:: Records supplied

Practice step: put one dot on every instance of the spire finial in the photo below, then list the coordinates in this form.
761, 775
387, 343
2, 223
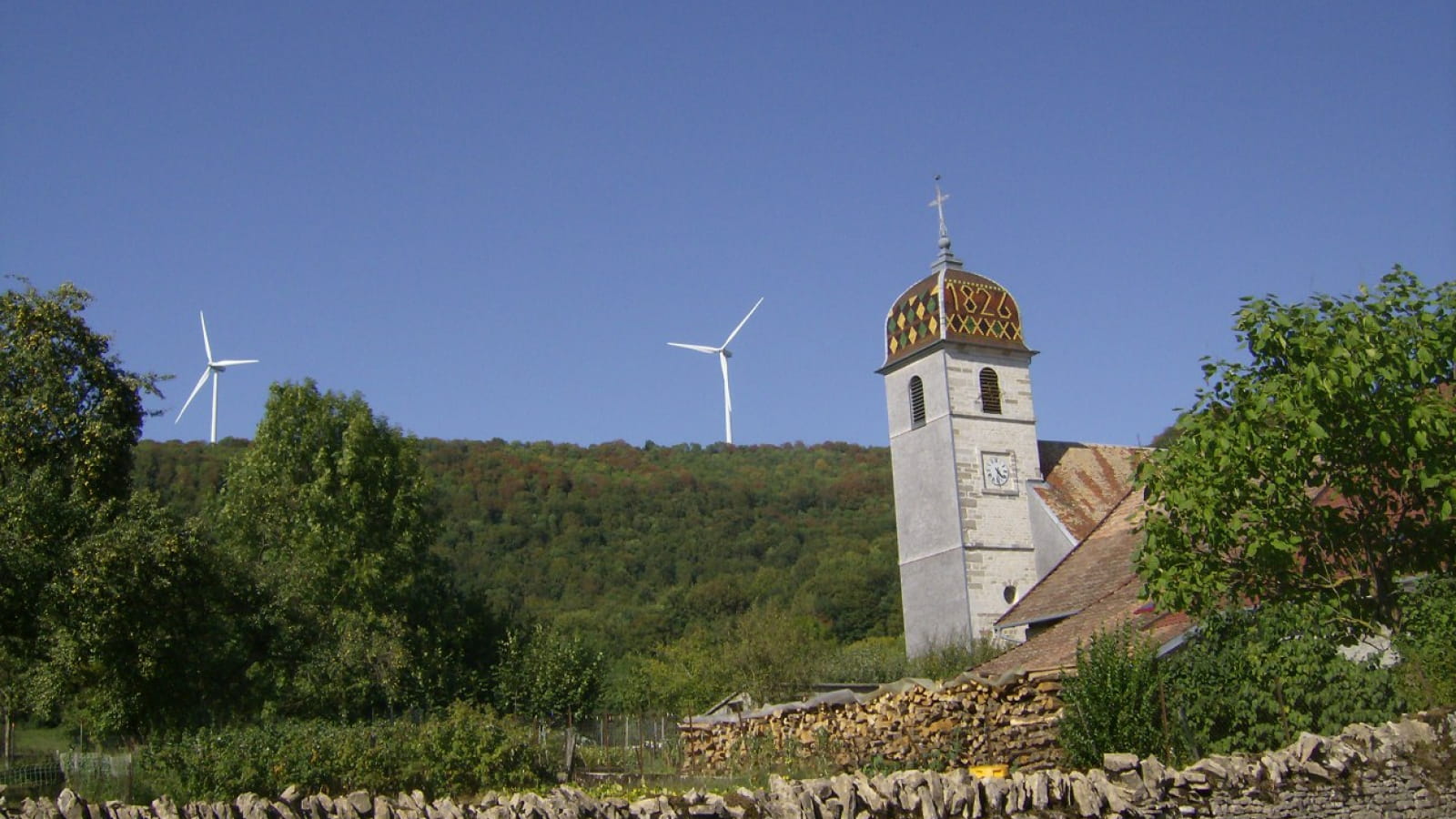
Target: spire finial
938, 203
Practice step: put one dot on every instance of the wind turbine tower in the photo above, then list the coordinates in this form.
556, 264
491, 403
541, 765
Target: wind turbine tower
213, 369
723, 359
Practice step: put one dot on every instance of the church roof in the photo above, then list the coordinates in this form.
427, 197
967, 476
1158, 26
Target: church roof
1056, 649
951, 305
1084, 481
1094, 589
1099, 562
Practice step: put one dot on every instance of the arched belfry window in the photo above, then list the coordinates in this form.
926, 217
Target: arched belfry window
990, 392
916, 402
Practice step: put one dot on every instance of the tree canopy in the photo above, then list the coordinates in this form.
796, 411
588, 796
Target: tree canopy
1324, 468
329, 515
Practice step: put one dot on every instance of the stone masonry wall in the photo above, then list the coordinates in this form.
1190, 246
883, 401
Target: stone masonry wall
965, 722
1394, 771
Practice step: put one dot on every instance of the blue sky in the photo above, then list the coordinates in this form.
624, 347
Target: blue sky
490, 219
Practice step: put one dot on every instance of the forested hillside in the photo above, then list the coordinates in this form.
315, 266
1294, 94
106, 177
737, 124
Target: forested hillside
633, 547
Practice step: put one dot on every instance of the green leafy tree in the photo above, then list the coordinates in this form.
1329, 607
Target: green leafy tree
111, 661
69, 417
550, 676
1322, 468
1114, 700
329, 513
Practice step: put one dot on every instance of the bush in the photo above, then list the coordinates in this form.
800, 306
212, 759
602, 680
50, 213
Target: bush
1254, 680
1427, 643
1114, 700
459, 753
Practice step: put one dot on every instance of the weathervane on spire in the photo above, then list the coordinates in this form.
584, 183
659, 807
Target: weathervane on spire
938, 203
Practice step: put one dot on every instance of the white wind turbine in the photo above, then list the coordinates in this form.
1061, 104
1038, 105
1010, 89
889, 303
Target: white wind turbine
723, 359
213, 368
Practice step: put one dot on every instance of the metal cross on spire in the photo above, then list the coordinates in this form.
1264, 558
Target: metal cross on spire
938, 203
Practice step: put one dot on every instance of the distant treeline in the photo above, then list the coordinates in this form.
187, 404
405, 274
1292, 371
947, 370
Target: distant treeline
635, 547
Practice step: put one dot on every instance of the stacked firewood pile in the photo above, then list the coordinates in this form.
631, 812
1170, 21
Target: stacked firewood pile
966, 722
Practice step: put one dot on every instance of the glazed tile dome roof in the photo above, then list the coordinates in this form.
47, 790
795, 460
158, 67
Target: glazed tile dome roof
953, 305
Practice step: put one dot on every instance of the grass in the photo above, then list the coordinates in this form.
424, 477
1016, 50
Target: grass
41, 741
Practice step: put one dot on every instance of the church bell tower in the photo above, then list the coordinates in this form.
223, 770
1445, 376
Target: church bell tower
963, 445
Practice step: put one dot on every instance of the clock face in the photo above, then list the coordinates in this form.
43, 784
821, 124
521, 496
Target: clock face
996, 470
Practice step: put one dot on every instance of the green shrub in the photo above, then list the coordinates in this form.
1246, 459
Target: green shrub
1254, 680
1427, 643
1114, 700
459, 753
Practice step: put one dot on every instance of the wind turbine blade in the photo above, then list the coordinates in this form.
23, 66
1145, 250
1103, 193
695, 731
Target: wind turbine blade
699, 347
206, 344
743, 322
723, 360
196, 389
727, 397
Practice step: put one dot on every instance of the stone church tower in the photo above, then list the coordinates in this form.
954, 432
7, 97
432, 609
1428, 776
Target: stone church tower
963, 445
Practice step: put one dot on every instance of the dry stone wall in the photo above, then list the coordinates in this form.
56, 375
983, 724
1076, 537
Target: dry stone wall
966, 722
1392, 771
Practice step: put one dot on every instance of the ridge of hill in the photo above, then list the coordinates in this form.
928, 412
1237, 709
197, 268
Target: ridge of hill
635, 545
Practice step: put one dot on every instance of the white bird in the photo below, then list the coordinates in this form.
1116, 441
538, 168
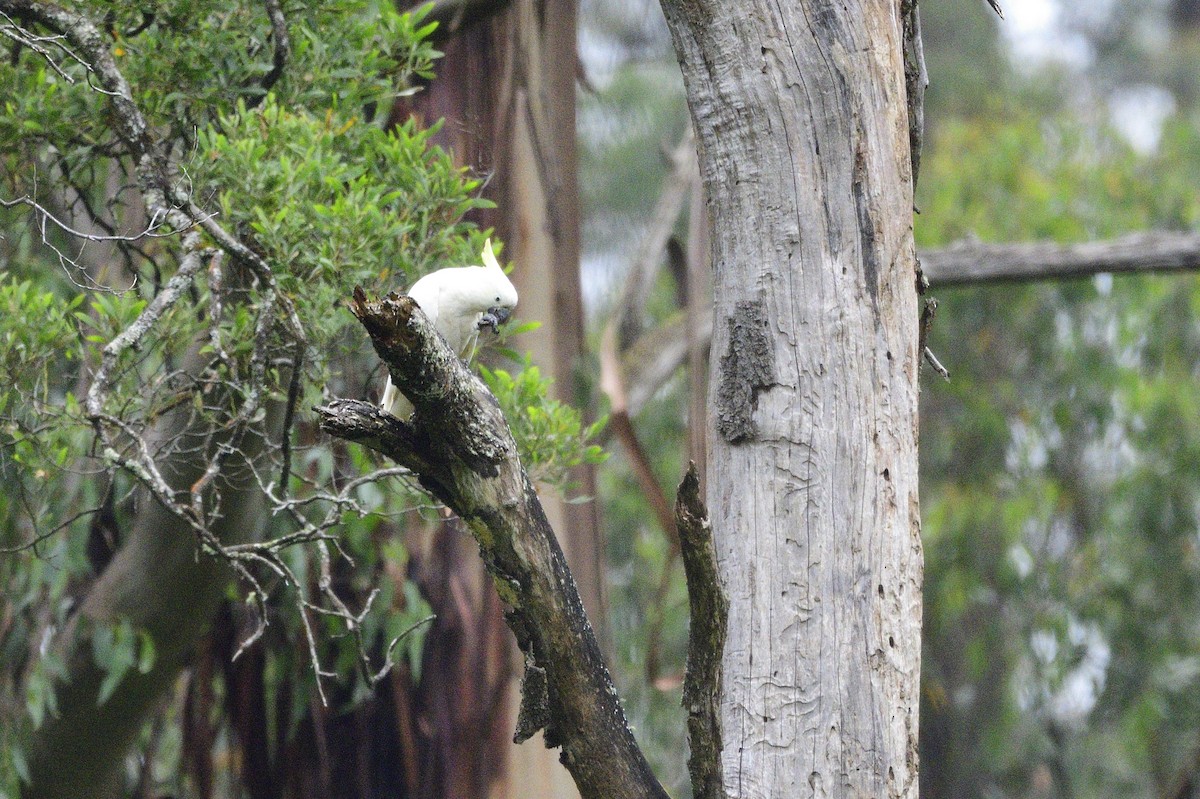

::::

Exercise details =
In the records above, how many lines contain the string "below"? Reply with the number only.

Response for this exercise =
2